## START Recorded information

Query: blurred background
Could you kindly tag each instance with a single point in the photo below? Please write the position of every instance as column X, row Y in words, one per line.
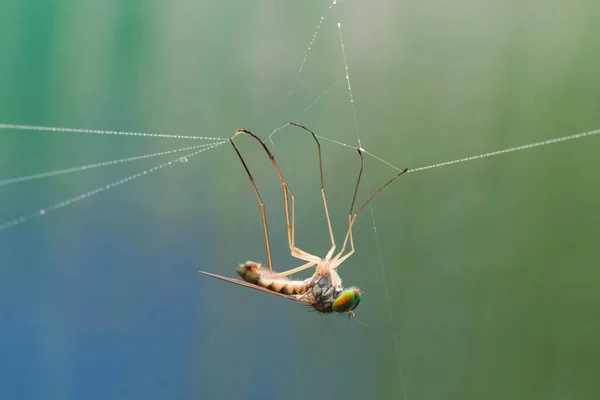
column 491, row 266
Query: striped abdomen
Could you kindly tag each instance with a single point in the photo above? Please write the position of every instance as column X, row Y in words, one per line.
column 255, row 274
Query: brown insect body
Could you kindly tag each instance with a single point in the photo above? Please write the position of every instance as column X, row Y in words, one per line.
column 317, row 291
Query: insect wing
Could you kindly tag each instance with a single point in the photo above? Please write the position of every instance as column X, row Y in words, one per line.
column 249, row 285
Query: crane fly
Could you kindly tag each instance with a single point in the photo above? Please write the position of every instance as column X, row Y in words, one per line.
column 323, row 291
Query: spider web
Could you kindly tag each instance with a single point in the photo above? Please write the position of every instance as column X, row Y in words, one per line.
column 214, row 143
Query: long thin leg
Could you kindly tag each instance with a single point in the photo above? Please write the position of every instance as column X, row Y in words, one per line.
column 260, row 203
column 338, row 259
column 330, row 253
column 296, row 252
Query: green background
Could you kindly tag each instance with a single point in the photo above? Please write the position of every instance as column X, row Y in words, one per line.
column 491, row 265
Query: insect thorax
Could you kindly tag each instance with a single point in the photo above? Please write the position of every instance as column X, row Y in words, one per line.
column 323, row 293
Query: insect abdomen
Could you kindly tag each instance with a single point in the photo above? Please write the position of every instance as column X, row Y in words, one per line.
column 255, row 274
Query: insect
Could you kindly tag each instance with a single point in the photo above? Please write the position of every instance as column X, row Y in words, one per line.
column 323, row 291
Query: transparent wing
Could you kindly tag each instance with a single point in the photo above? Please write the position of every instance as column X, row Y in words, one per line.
column 297, row 298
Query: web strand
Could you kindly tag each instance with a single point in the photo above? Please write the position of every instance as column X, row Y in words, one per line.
column 67, row 202
column 493, row 153
column 378, row 246
column 92, row 166
column 102, row 132
column 312, row 42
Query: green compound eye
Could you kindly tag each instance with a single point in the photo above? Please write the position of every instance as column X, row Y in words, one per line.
column 348, row 300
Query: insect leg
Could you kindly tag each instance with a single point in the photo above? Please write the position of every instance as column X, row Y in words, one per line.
column 296, row 252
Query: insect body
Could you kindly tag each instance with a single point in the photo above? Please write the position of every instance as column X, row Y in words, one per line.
column 318, row 291
column 323, row 291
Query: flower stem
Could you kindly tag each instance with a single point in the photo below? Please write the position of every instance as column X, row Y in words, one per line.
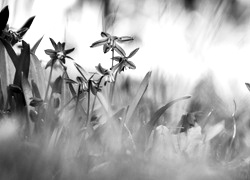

## END Recorded information

■ What is needed
Render all of the lines above as a numbered list, skipping any blank lines and leaving the pictures out.

■ Response to the task
1. Query: blurred background
2. Could you kindly tag each instance with a single point in the photo below? Please write the position of every instance as column X, row Y in words, one per line.
3. column 491, row 266
4. Query: striped abdomen
5. Could you kindly tag each instance with a single point in the photo above? Please write the position of every instance as column X, row Y in words, one per line.
6. column 255, row 274
7. Query: brown insect body
8. Could you kindly tag each instance with a single point in the photo above? Please write the position of every instance as column X, row Y in words, one per line.
9. column 317, row 291
10. Query: insect wing
11. Could you kindly tag each instance with a single point in the photo above? Please write the position of every instance as column X, row Y in words, one per line.
12. column 249, row 285
13. Query: crane fly
14. Could you kindly tag each instance with a single point in the photo above? Please write the position of every instance as column X, row Y in words, one per line.
15. column 323, row 291
16. Query: spider web
17. Could you kindly tag each instance with a single point in the photo above? Please write the position of every instance as column X, row Y in words, one per line.
18. column 214, row 143
19. Query: long thin leg
20. Could you kindly tag each instance with a single point in the photo above? Please write the position of every instance as column X, row Y in words, one per line.
21. column 260, row 203
22. column 338, row 259
23. column 330, row 253
24. column 296, row 252
25. Query: green background
26. Could you kindly tag each instance with a single point in the photo above? Please write the position of every instance as column X, row Y in words, one per line.
27. column 491, row 265
28. Query: insect thorax
29. Could you kindly tag each instance with a single point in the photo above? Please write the position of every instance as column X, row Y in words, one per line.
30. column 323, row 293
31. Query: insect abdomen
32. Could you kindly tag each instance with a single point in the photo above? Please write the position of every instance as column X, row Y in words, one per line.
33. column 255, row 274
34. Query: insect
35. Could you kindly tag each instance with a single point in the photo above? Please write the position of every instance as column X, row Y in words, one per line.
36. column 323, row 291
37. Query: transparent wing
38. Could you kindly tag each instance with a single point in the photo above? Please write the position of every instance as column X, row Y in words, one per line.
39. column 297, row 298
40. Query: web strand
41. Could you kindly tag each instance with a single point in the photo above? Please write the position of every instance as column X, row Y in words, one per line.
42. column 67, row 202
43. column 493, row 153
44. column 378, row 246
45. column 92, row 166
46. column 102, row 132
47. column 312, row 42
48. Query: green compound eye
49. Could you kindly tag each instance with a single point in the photo above? Please write the position of every instance as column X, row Y in words, one per line.
50. column 348, row 300
51. Query: insect leg
52. Could you kindly tag each instance with a single point in the photo above? Please write the position of every instance as column X, row Y in words, one per line.
53. column 296, row 252
54. Query: insect body
55. Could you kindly tag each instance with a single point in the photo above? Please write the position of every instance as column X, row Y in words, one per line.
56. column 318, row 291
57. column 323, row 291
58. Query: flower stem
59. Could you kindly tag each instance with a single point in the photo below? Please write the position of every instance as column X, row Y in words, one per line.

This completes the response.